REQUEST:
Render the material below as a JSON list of strings with one string per line, and leave out any blank lines.

[start RECORDS FOR THIS TASK]

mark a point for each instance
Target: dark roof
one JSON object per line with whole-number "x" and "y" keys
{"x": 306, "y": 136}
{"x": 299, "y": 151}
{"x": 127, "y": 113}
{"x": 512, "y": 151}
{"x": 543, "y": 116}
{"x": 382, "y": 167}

[end RECORDS FOR THIS TASK]

WRITTEN SOLUTION:
[
  "mark a point for each instance",
  "Target: dark roof",
  "one JSON object per line with whole-number \"x\" and \"y\" keys",
  "{\"x\": 306, \"y\": 136}",
  "{\"x\": 299, \"y\": 151}",
  "{\"x\": 127, \"y\": 113}",
  "{\"x\": 512, \"y\": 151}",
  "{\"x\": 543, \"y\": 116}",
  "{\"x\": 382, \"y\": 167}"
]